C’est un peu une autre vie. Je m’offre une autre vie, comme une aventure, mais avec moi. Je suis ma maîtresse. A moins que ma maîtresse ne soit vous, mes lecteurs. Ou tout le monde. C’est ma vie secrète. Et quand j’écris pour moi, ou pour vous, c’est comme la caresse d’une maîtresse, un frisson de vie, de vrai, et… non pas vraiment d’interdit, mais de quelque chose qui n’en est pas loin. Quelque chose que je m’interdis ailleurs. Mais pas ici. Alors il y a le plaisir de l’interdit forcément. Mais, surtout, quand j’écris, quand j’échange avec vous, je me sens vivant. Quand je donne corps à mes émotions, que je dessine ces bourrasques, que je me dis que tu seras peut-être remué(e), alors je me sens vivant. Je suis entré en contact. Je t’ai touché et il y a ce courant qui a provoqué un sursaut.

Cette vie secrète, ces choses que je vis avec ma maîtresse virtuelle qu’est ce blog et vous lecteurs, ça me nourrit, m’aide, à me comprendre, à comprendre le monde et comment je le perçois, à exprimer des choses, que je réintègre. Je libère ici une parole, qui m’aide à la libérer là-bas, dans la vraie vie.

Et comme un retour, je dis maintenant là-bas beaucoup plus de choses à mes proches maintenant, depuis que j’ai appris d’abord à le faire ici avec vous, les inconnus sans visages. En écrivant j’apprends à parler.

Jacques

Il y a des moments où je sens ton regard. Des moments où je me sens appartenir à quelque chose. Des moments où je me sens venir de quelque part.
Des moments où je crois entendre cet écho. Sentir cette vibration.
J’ai croisé ton regard immortel. Ton regard suspendu dans le temps. Ton regard suspendu dans une interrogation infinie. Tu n’as pas de couleurs. Tu es inscrit en grains d’argent. D’ombres et lumières tu es de cet autel l’hôte de marque. Ta lumière a impressionné l’épreuve du temps et tu es là, près de moi, le regard dans l’infini.
Cette photo posée là semble aujourd’hui m’observer. Un jour parmi cent, je sens ce manque qui me prend aux tripes. Je voudrais que tu me prennes dans tes bras comme tu ne l’as jamais fait. Je voudrais que tu me parles comme tu l’as toujours fait. Je voudrais que tu sois là, que tu m’interroges comme avant. Je voudrais te raconter qui je suis devenu. Qui je rêve de devenir.

[Éléments répertoriés dans un jeu de données]
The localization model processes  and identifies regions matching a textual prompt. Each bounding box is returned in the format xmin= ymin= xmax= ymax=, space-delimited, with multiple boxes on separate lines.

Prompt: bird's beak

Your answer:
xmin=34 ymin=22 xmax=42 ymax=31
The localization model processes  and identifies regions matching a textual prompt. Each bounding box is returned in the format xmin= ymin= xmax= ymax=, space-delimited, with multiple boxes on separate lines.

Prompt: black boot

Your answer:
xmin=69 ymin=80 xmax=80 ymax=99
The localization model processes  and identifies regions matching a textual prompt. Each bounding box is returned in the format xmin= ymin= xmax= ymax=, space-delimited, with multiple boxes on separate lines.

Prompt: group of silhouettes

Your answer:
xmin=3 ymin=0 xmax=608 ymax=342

==

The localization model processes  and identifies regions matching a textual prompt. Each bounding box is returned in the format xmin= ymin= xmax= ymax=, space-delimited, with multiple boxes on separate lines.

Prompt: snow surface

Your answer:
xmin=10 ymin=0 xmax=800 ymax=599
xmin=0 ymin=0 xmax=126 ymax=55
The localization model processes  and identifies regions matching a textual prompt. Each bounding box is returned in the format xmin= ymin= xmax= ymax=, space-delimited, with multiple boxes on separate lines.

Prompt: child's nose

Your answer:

▶ _Consigne_
Résumez la page ci-dessus en deux phrases.

▶ _Réponse rédigée_
L'auteur présente l'écriture sur son blog comme une vie secrète qui le fait se sentir vivant, l'aide à se comprendre et lui a appris à dire davantage de choses à ses proches. Il s'adresse ensuite à une personne dont la photo semble l'observer, exprimant le manque qu'il ressent, son désir qu'elle le prenne dans ses bras et lui parle, et son envie de lui raconter qui il est devenu.